Your instructions
Please filter the entries and return only the lines that include "positive".

Stored items

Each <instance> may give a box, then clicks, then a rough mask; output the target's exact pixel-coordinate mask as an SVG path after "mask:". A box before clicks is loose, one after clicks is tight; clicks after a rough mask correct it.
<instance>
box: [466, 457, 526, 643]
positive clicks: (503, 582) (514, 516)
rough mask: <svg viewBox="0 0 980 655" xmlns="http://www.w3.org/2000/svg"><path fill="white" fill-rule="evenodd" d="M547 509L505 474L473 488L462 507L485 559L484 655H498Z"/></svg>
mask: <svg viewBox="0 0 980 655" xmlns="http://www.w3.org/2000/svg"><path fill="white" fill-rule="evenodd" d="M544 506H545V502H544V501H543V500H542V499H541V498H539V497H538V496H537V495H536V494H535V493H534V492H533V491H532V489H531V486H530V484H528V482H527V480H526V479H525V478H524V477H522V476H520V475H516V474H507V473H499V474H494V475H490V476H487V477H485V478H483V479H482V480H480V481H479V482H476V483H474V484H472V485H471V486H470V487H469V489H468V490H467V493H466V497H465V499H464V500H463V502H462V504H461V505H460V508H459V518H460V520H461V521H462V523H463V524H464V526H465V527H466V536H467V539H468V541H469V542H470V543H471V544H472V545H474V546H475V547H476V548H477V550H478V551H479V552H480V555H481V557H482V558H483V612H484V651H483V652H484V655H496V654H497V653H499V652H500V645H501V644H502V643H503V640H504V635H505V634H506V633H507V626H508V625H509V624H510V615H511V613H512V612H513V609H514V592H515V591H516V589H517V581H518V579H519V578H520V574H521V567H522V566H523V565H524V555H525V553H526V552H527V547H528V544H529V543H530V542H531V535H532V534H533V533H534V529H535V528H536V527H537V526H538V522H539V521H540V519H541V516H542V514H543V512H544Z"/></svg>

==

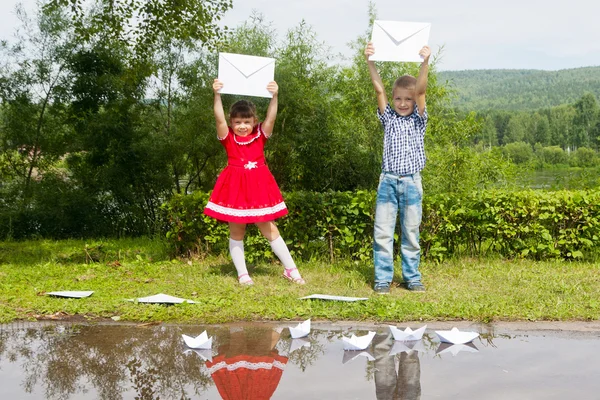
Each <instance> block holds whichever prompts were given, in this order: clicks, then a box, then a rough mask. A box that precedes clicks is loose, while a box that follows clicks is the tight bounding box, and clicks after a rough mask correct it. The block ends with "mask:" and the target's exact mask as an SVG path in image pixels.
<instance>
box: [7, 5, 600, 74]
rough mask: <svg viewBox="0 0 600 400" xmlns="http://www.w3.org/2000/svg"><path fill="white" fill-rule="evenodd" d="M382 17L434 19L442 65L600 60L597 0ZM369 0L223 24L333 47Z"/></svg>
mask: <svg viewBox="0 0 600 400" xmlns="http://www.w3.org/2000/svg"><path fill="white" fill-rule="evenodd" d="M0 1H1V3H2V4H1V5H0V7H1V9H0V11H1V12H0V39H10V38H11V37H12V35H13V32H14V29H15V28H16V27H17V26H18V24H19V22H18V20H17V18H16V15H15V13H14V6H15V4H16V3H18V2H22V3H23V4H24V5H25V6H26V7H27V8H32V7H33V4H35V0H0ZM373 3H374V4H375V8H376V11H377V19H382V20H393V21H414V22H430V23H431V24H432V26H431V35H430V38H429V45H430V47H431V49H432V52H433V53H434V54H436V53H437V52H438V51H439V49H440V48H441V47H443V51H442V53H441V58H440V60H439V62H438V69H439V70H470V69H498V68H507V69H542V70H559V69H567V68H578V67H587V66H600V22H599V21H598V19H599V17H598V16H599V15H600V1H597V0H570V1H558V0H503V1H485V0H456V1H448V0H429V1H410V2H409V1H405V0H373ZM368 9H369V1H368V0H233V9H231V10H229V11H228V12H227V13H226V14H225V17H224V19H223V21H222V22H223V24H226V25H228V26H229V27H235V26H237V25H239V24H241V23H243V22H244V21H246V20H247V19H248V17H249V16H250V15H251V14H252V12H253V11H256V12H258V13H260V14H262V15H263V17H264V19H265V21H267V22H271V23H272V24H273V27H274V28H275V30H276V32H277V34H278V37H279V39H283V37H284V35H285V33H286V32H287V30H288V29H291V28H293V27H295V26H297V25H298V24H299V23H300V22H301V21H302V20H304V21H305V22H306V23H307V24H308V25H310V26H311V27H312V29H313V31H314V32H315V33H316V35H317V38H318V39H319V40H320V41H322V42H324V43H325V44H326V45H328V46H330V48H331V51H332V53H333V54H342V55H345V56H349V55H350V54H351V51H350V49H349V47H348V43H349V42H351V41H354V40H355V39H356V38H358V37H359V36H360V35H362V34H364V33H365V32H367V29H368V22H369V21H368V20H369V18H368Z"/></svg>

--

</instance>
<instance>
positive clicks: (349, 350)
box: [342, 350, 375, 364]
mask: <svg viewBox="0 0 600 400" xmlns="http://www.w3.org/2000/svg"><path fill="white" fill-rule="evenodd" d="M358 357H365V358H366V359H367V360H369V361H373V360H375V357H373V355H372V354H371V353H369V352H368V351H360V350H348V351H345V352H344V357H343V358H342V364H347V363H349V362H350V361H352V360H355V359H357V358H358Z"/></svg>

Solution for this problem
positive clicks: (503, 582) (514, 516)
positive clicks: (349, 350)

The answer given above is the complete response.